Strona:Pisma Henryka Sienkiewicza (ed. Tyg. Illustr.) vol. 58.djvu/146

Ta strona została uwierzytelniona.
XII.
Salamoński i Towarzystwo. — Hrabiowie i siodlarze. — Piekarze i bułki. — Ważność faktów. — Konkurs dramatyczny. — Inne projektowane konkursy. — Pośrednik jako zguba. — Ogród zoologiczny. — Saski ogród. — Wiosna. — Miasto w pierwszy dzień wiosny. — Letnie mieszkania. — Komorne.

- Dostarczony materiał
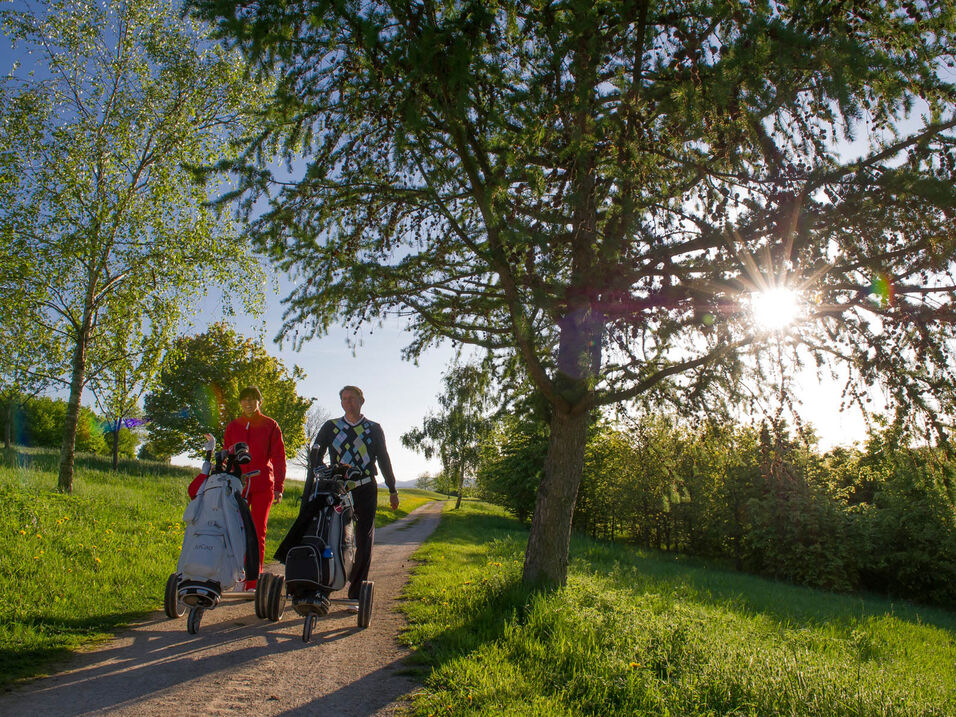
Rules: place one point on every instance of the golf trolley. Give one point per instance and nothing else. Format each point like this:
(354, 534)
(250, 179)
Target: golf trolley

...

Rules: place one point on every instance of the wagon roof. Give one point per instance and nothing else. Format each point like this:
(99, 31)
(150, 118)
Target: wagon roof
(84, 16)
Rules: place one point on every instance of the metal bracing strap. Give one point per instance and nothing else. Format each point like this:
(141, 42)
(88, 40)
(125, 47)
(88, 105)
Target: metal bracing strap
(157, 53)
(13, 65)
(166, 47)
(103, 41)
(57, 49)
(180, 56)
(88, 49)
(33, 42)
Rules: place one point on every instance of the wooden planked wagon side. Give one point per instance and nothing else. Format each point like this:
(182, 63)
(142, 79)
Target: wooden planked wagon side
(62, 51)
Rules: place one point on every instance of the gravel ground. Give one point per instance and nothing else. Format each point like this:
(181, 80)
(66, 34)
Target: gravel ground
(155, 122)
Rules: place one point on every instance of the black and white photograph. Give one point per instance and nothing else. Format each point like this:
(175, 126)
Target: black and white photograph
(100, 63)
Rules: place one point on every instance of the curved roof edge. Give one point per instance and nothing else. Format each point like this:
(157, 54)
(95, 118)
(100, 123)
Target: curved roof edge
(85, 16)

---

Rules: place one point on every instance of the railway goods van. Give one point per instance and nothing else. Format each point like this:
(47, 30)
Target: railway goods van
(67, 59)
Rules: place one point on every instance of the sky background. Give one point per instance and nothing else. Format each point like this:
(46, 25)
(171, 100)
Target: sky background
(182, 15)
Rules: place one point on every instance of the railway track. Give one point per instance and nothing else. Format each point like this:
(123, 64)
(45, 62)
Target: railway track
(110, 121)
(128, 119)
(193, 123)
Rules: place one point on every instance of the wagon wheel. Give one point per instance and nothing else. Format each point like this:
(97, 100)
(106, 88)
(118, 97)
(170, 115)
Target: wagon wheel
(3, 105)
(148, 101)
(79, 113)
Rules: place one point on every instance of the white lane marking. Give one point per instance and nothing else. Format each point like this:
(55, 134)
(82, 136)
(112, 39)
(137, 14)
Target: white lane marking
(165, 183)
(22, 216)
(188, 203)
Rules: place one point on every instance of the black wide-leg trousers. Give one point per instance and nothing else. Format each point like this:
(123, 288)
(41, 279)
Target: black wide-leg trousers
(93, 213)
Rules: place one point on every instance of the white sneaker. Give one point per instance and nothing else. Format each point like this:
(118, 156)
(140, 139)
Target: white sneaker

- Polecenia do zadań
• 1. Przepisz wiernie cały fragment dokumentu.
• 2. Przekształć w listę JSON złożoną z napisów tylko tę część wierszy, która zaczyna się linią zawierającą "Rules: place one point on every instance of the golf" i kończy linią zawierającą "Target: golf trolley", obie włącznie. Każdej linii ma odpowiadać jeden napis, a puste linie należy pominąć.
Fragment dokumentu i wiersze stanowią dwa odrębne, niezwiązane ze sobą materiały.

- Wykaz rozwiązań
• 1.
Strona:Pisma Henryka Sienkiewicza (ed. Tyg. Illustr.) vol. 58.djvu/146

Ta strona została uwierzytelniona.
XII.
Salamoński i Towarzystwo. — Hrabiowie i siodlarze. — Piekarze i bułki. — Ważność faktów. — Konkurs dramatyczny. — Inne projektowane konkursy. — Pośrednik jako zguba. — Ogród zoologiczny. — Saski ogród. — Wiosna. — Miasto w pierwszy dzień wiosny. — Letnie mieszkania. — Komorne.

• 2.
[
  "Rules: place one point on every instance of the golf trolley. Give one point per instance and nothing else. Format each point like this:",
  "(354, 534)",
  "(250, 179)",
  "Target: golf trolley"
]